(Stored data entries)
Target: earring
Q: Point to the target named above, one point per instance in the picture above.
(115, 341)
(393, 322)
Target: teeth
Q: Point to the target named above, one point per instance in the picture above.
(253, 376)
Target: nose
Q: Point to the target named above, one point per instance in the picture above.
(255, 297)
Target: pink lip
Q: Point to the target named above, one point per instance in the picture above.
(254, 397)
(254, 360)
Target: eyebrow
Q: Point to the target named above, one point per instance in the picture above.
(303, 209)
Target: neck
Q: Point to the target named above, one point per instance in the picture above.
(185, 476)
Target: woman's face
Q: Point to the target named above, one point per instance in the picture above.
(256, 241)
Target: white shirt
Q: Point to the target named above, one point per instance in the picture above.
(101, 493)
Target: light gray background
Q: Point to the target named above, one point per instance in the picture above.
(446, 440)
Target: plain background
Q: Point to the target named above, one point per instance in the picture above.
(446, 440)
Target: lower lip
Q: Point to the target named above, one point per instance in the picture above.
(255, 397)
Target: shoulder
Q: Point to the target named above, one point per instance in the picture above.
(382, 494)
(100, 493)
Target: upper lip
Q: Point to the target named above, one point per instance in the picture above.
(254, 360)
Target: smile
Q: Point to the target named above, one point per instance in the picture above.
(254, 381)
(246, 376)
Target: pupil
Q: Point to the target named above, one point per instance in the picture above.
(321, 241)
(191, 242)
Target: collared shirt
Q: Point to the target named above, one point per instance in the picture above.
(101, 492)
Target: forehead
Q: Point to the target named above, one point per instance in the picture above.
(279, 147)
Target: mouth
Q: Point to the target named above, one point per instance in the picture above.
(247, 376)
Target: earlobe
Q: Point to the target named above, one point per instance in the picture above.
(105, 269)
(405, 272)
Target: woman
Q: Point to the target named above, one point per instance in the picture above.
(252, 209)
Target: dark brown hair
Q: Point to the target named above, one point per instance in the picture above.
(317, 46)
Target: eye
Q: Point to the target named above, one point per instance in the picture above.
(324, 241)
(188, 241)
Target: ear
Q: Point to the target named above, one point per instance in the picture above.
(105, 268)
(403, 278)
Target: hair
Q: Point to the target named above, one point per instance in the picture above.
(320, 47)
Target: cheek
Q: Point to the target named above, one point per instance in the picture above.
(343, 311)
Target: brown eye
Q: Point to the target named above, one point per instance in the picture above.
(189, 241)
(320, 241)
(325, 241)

**How to complete this task**
Go through the entries above and say how many lines include the word "brown". Give the number only.

**Answer**
2